## Tarefas
[a] Segundo o trecho sobre a poesia de Campos e o Nordeste, a que seca o poema "Confissão de um Flagelado" faz referência precisa?
[b] Edite o trecho sobre a poesia de Campos e o Nordeste, começando em "Campos menciona, além" e terminando em "cada qual espiava...", trocando "bacia" por "gamela".
[c] Prossiga com o trecho sobre a poesia de Campos e o Nordeste a partir do seu final.

## Trecho apresentado
O poeta, humildemente, assume a inferioridade do Nordeste (e sobretudo do piauiense como “Filho da gleba mais pobre da nação” p.70), como uma região “pobre”, “desprezada”, castigada pela seca (com uma referência precisa à seca de 1932 no poema “Confissão de um Flagelado” p. 130), fator climático gerador de sério problema social – a migração para a região Sudeste (São Paulo) –, desaguando sempre em decadência moral do homem nordestino. Assim sendo, no Nordeste, a chuva causa alegria (“Chove no Piauí” p. 82), por isso é muito comum se suplicar, rezar e fazer promessas aos santos para chover:
“E o povo na terra
Cansado de sofrer,
Pedia a S. Pedro para chover...”
(“Prece de São Pedro” p. 102)
O poeta se refere não somente às riquezas. Exalta a cima de tudo as belezas mais poéticas da região, (“Pois a paisagem é beleza” p. 71) que se caracteriza pelo “clarão da lua”, um “céu de anil, bordado de estrelas”, com “pedacinhos de nuvens (nuvenzinhas) alvas, brancas como pluma de algodão”, um “sol de ouro”, onde o vento tange as folhas das carnaubeiras, espalhando “um cheirinho de Nordeste” (p. 73), cujo farfalhar “é o (exato) canto do Nordeste” (p. 71).
Nessa perspectiva, percebe-se claramente um diálogo da obra poética de Campos com a “Canção do Exílio”, de Gonçalves Dias, quando estabelece uma evidente oposição Nordeste (Cá / Aqui) X (Lá) Sul – em especial São Paulo e Rio de Janeiro (“Lá no Rio de Janeiro” p. 71).
Campos menciona, além dos pontos econômicos e poéticos, outros traços culturais dos hábitos e costumes do Nordeste como as Festas Juninas, com fogueiras e práticas de “experiências” e “simpatias”, como por exemplo olhar o rosto numa bacia com água, próximo à fogueira, na noite de São João (“Coração Afogado” p. 126):
“Tinha uma de gente
Espiando na bacia
Qui istava cheia dágua,
E cada qual espiava...
Aquele que visse a cara
No outro ano existia”.

(Registros extraídos)
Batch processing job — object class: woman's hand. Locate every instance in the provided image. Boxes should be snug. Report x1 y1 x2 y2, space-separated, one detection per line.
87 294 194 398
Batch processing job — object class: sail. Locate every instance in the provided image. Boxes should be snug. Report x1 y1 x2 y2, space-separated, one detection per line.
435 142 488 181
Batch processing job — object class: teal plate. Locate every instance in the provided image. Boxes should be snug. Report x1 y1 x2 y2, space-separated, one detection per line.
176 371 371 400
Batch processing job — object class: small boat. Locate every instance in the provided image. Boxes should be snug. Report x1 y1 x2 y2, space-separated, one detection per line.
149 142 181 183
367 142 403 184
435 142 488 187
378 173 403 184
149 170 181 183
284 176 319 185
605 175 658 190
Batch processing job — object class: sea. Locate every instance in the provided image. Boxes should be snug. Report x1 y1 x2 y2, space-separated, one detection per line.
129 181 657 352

## Respostas
[a] À seca de 1932.

[b]
Campos menciona, além dos pontos econômicos e poéticos, outros traços culturais dos hábitos e costumes do Nordeste como as Festas Juninas, com fogueiras e práticas de “experiências” e “simpatias”, como por exemplo olhar o rosto numa gamela com água, próximo à fogueira, na noite de São João (“Coração Afogado” p. 126):
“Tinha uma de gente
Espiando na gamela
Qui istava cheia dágua,
E cada qual espiava...

[c]
A obra poética de Lourenço Campos (como um todo) é uma exaltação à nordestinidade. Entretanto, dá destaque para o Piauí (“Salve, Piauí”), de maneira especial para Simplício Mendes (cidade onde viveu os últimos anos de sua existência terrena) e Picos – “Como são lindos os picos” (p. 88) –, sua terra natal e amada, com referências precisas às igrejas, à serra da Atalaia, aos rios Guaribas e Riachão e à lenda do Morro de Quebra-Pescoço. Já a região amazônica (Manaus), onde o poeta na década de 1940), é pouco citada em sua poesia. Apenas uma referência à seringueira (“terra do seringal”) e outra ao canto do Irapuru (sic): “Canto do Irapuru do Amazonas” (p. 21). Também, como é de se esperar, não é retratada em oposição ao Nordeste (Sertão). Lá, a saudade da terra amada é a temática predominante nos poemas, quase todos de cunho saudosista e melancólico.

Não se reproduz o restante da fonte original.